Problem set
• a. Say whether each statement below agrees with the article on the suspension of the Lufthansa Technik maintenance licence in South Africa. Answer yes or no for each and quote the words of the article that decide it.
(i) The first suspension imposed on LTMI was set to last 48 hours.
(ii) The extended suspension covers only LTMI activities in South Africa.
(iii) Before Monday, SAAT carried out the day-to-day checks on Comair aircraft.
• b. Write a continuation of the article on the suspension of the Lufthansa Technik maintenance licence in South Africa, starting after its final sentence.

Provided passage

--- Begin ---

The South African Civil Aviation Authority (SACAA) has "indefinitely" suspended Lufthansa Technik Maintenance International's (LTMI) maintenance licence in South Africa on Wednesday evening.

This follows on a 24-hour temporary suspension, which started on Tuesday evening.

"LTMI informed the SACAA Wednesday evening that the company will take a little more time for the final and thorough settlement of the two outstanding issues and that the processing of the two outstanding findings will, therefore, exceed the previously set deadline of 24 hours," Wolfgang Reinert, head of external communications at Lufthansa Technik AG, told Fin24 on Thursday morning. 

The company will submit final resolution proposals to the SACAA later on Thursday. 

"The [SACAA] has accordingly extended the suspension of the approval indefinitely until the closure of the outstanding findings. This suspension expressly applies only to LTMI activities in South Africa and does not affect any other activities of Lufthansa Technik locally," added Reinert.

The SACAA also confirmed on Thursday that LTMI is now grounded indefinitely as it was unable to close the two outstanding findings before the expiry of 24-hours. According to SACAA, the suspension will be lifted as soon as LTMI has demonstrated "a satisfactory corrective action plan" and related evidence.

LTMI is a subsidiary of Lufthansa Technik, a subsidiary of the Lufthansa Group, which also owns the airline Lufthansa. LTMI operates Lufthansa Technik's maintenance business for customers outside Germany and holds a maintenance contract with Comair.

LMTI said on Tuesday that findings made by the SACAA during the unscheduled audit were not directly related to the technical problems that led to the temporary grounding of Comair's kulula.com and domestic British Airways flights last week.

The SACAA suspended Comair flights for five days last week after what the authority termed "a series of incidents".

The SACAA confirmed on Wednesday that it is busy with an unscheduled audit of South African Airways Technical (SAAT) related to these incidents.

Comair on Monday "pre-emptively" shifted maintenance of its aircraft away from LTMI to SAAT.

Up to that point, Comair used both SAAT and LTMI to maintain its aircraft. SAAT was doing heavy maintenance, while Lufthansa Technik provided engineering services and day-to-day aircraft checks.

In mid-February, an engine-related problem forced a kulula.com flight from Lanseria to Cape Town to divert to OR Tambo International and on 21 February a British Airways flight from East London to Johannesburg had to make an emergency landing due to faulty landing gear.

--- End ---

Material shown
--- Begin ---

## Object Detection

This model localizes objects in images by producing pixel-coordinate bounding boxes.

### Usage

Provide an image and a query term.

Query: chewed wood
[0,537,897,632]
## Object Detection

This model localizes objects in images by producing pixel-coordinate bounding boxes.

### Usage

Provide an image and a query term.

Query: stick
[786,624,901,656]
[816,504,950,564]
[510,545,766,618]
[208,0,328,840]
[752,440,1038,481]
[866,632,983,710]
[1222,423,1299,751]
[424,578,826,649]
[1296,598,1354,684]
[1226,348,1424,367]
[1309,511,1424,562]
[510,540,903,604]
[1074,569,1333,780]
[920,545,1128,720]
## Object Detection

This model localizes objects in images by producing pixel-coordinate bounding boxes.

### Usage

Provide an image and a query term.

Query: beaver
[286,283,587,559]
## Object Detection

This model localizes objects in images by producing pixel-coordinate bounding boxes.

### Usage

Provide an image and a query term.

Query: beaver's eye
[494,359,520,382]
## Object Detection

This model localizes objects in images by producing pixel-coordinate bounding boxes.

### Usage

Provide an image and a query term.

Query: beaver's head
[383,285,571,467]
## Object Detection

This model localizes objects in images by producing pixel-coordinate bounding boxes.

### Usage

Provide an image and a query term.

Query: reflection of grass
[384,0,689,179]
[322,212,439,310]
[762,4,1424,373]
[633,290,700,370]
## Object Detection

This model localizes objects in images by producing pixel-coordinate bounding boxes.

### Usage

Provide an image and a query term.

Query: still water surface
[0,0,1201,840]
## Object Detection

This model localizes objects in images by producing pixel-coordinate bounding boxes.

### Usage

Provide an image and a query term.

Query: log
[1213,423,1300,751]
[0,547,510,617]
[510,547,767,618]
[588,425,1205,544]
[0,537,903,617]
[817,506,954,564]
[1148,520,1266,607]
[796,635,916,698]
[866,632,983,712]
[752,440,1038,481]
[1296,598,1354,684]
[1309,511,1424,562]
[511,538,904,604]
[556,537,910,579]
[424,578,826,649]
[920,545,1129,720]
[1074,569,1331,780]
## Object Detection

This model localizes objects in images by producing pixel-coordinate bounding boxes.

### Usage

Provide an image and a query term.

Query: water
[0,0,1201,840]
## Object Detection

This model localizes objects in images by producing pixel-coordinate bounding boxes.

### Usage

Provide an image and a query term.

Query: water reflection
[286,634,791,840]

--- End ---

Outputs by task
• a.
(i) No: "This follows on a 24-hour temporary suspension, which started on Tuesday evening."
(ii) Yes: "This suspension expressly applies only to LTMI activities in South Africa and does not affect any other activities of Lufthansa Technik locally"
(iii) No: "SAAT was doing heavy maintenance, while Lufthansa Technik provided engineering services and day-to-day aircraft checks."

• b.
On Saturday, one of Comair's British Airways flights from Gqeberha experienced landing problems at Cape Town International Airport, following an issue with its landing gear indicator. 

"Safety is the top priority for the entire Lufthansa Technik Group. LTMI is, therefore, in permanent exchange with the authorities and has set up a special quality management team to remedy the identified deficiencies sustainably and as quickly as possible," Reinert told Fin24 on Wednesday.

Comair has been in business rescue since 2020. The Comair Rescue Consortium, comprising several former Comair board members and executives, was chosen as preferred bidder. Comair has indicated that restructuring its balance sheet is ongoing, and funding is still a concern. Last year Comair sold its SLOW Lounge business to FirstRand Bank for R250 million in order to raise funds.

SACAA said in a statement on Wednesday afternoon that it found LTMI had both a quality management system and safety management system in place, but both were not implemented as per the civil aviation regulations and the requisite manuals. During the safety oversight visit LTMI's quality control management system (QC) and safety management systems were subjected to a review to establish legislative compliance related to reporting, analysis and follow-up of occurrences, and corrective action plans to prevent recurrence.

The audit resulted in four Level 1 findings raised with the AMO. A Level 1 finding poses an immediate risk to users of civil aviation services and such findings must be closed immediately. The SACAA reviewed the evidence and corrective action plans submitted by LTMI and the evidence was found to be satisfactory in relation to two of the Level 1 findings. Two remaining Level 1 findings still need to be resolved.

* This article was updated with comment by LTMI and SACAA.